Instructions for the task –
Write out the records word for word, with no pictures.

Listing –
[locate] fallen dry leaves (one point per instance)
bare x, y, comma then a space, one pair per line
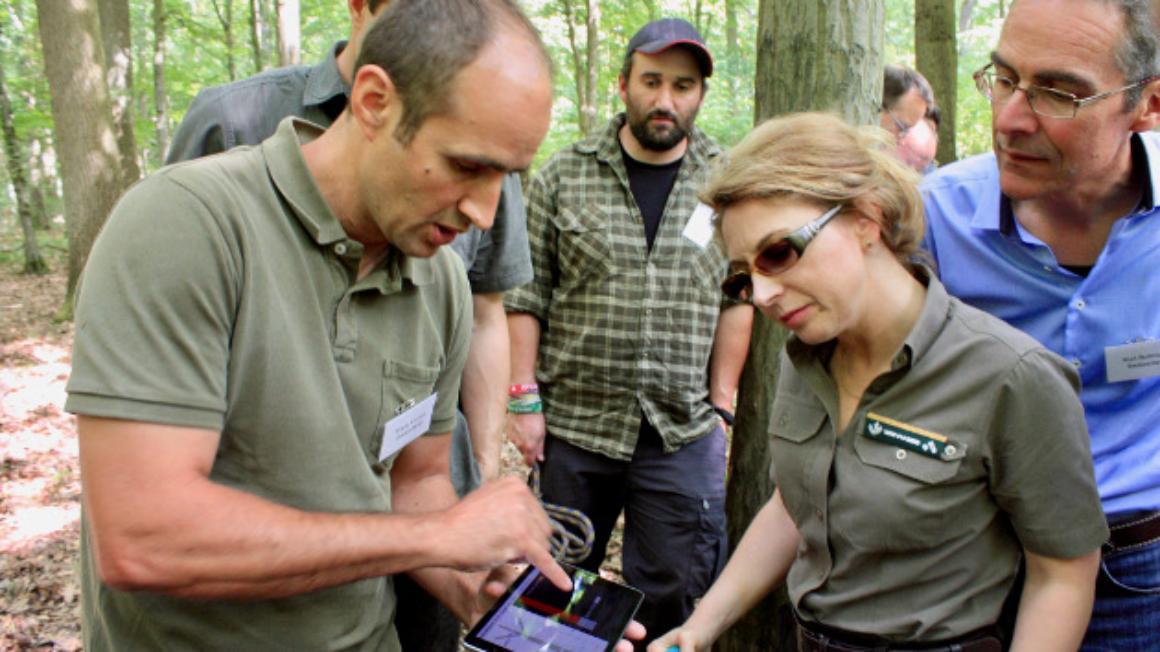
40, 480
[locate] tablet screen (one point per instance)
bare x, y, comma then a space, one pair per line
534, 615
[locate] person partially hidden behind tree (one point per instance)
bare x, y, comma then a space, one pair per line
921, 448
268, 353
1058, 233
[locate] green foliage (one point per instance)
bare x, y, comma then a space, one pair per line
196, 58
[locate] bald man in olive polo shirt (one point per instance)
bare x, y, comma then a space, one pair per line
265, 338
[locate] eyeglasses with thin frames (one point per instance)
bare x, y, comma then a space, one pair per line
1049, 102
776, 256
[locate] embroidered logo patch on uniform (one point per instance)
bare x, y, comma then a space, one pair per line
911, 437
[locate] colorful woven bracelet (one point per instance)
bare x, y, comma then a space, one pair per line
527, 404
521, 389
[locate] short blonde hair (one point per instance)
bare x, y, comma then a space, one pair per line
820, 158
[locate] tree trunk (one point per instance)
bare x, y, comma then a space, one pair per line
224, 12
289, 34
256, 26
160, 98
34, 262
586, 106
936, 57
43, 181
91, 159
812, 55
965, 14
592, 63
118, 77
732, 45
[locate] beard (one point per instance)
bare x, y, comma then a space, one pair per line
659, 137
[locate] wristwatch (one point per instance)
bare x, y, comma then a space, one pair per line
725, 414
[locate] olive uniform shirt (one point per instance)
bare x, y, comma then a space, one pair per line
912, 520
625, 330
222, 295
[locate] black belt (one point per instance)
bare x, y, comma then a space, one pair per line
818, 638
1135, 530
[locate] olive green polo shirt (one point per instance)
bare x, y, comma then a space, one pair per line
970, 449
222, 295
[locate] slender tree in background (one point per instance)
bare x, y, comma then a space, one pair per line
256, 27
116, 40
160, 96
91, 158
289, 34
34, 262
224, 12
41, 186
812, 55
964, 15
732, 44
936, 57
585, 60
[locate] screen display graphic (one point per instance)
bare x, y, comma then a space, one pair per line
535, 616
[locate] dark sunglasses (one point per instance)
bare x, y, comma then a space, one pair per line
776, 256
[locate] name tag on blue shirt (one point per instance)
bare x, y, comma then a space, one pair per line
1133, 361
406, 427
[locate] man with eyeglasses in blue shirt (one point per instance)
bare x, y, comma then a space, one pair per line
1058, 232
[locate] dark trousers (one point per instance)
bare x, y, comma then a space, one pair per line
423, 623
674, 515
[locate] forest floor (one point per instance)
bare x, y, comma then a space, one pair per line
40, 473
40, 478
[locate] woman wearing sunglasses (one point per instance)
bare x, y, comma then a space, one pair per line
923, 451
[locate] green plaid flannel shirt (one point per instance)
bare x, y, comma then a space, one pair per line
624, 330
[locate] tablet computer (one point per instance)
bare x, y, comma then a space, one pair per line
534, 615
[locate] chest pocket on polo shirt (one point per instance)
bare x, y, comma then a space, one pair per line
584, 245
907, 463
899, 500
405, 384
795, 426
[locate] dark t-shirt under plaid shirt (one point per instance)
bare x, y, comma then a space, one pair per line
624, 330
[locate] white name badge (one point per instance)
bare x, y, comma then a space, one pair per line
1133, 361
406, 427
700, 227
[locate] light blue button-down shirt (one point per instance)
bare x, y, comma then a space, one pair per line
986, 258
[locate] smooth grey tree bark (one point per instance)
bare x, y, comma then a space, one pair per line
34, 261
936, 57
91, 158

Completed task –
[locate] fallen dry leaves (one point per instance)
bare x, y, comma then a space, one pair per line
40, 480
[locate] tablet screen (one point per instance)
bare x, y, comma then a space, one pair per line
534, 615
[locate] person partially hidden behind tree (one point per instance)
bare x, y, comma then a space, one pair per line
921, 448
268, 353
1058, 233
[locate] green foliage (one point per instance)
bare x, y, comma then a space, one pair per line
196, 58
[locate] bald man in olive polo shirt (one point per instance)
bare x, y, comma then a space, one pair per line
265, 338
[locate] eyeglasses with thin frames (one point per instance)
bare x, y, comma then a space, one pair per line
1049, 102
776, 256
[locate] embroidered logo patch on uniform (one point per instance)
bare x, y, comma then a space, one pair per line
911, 437
[locate] colorful woven bracelet (one point per instance)
bare x, y, comma then a space, one pair per line
527, 404
521, 389
[locate] short blonde hair (one point per instance)
bare x, y, comma then a space, one pair per line
820, 158
[locate] tree trunk (one point per instance)
bare x, y, comma then a space, one pair per line
224, 12
289, 34
256, 26
160, 98
34, 262
586, 106
936, 57
43, 181
91, 159
812, 55
965, 14
592, 63
118, 77
732, 45
[locate] beard (one point per instance)
bare x, y, comma then a space, one pair per line
659, 137
[locate] wristwatch (one point per instance)
bare x, y, comma then a space, one pair per line
725, 414
[locate] olive uniform shirt (one point per instance)
bare x, y, comma then a space, one pair per line
912, 520
625, 330
222, 295
[locate] black belt (one point per instance)
bare x, y, comma then a space, one pair per line
818, 638
1135, 530
[locate] olive green polo shirt (one point per instance)
bare x, y, comma then a space, one pair per line
970, 449
222, 295
[locate] slender tree in background (one point per instance)
bare x, y, comma then a space, one pair per line
256, 27
116, 40
160, 96
91, 158
289, 34
34, 262
224, 12
41, 186
812, 55
964, 15
732, 44
936, 57
585, 60
[locate] screen display graphic (one point per instance)
bare x, y, comma then a space, one pair per line
535, 616
[locate] dark sunglasses (one point per instance)
bare x, y, comma then a space, one pair per line
776, 256
[locate] name tag on blue shirt (one point per instance)
bare x, y, comma then a space, one pair per line
1133, 361
406, 427
[locate] man with eyeglasses in blue shirt (one point per instance)
bare x, y, comma then a space, one pair per line
1058, 232
[locate] dark trousers (one point per instance)
bare x, y, comma then a space, one pair per line
423, 623
674, 515
[locate] forest floor (one point per instance)
bare x, y, comma then a space, one pair per line
40, 473
40, 478
[locate] woman wearing sunglasses (one point per instance)
bare x, y, comma then a space, one pair per line
923, 451
[locate] green plaid flannel shirt (one point per instance)
bare x, y, comma then a space, one pair per line
624, 330
[locate] tablet computer (one point per instance)
bare x, y, comma then a space, one pair per line
534, 615
[locate] chest pocket on polo shirt (one point per instance)
bare x, y, comma then a space, one pair per line
584, 245
907, 463
899, 500
405, 384
795, 426
[locate] dark t-shirt under plaid shirt (one point per instance)
bare x, y, comma then a space, one pair per line
624, 330
[locate] white name badge (one point per instance)
bare x, y, comma then a space, one pair per line
1133, 361
406, 427
700, 227
[locate] light blue button-down shirt (one point per instance)
bare x, y, comma then a space, one pair per line
986, 258
[locate] smooth grey tree bark (one point per instance)
bare x, y, comma then a space, one pair per line
34, 261
936, 57
91, 158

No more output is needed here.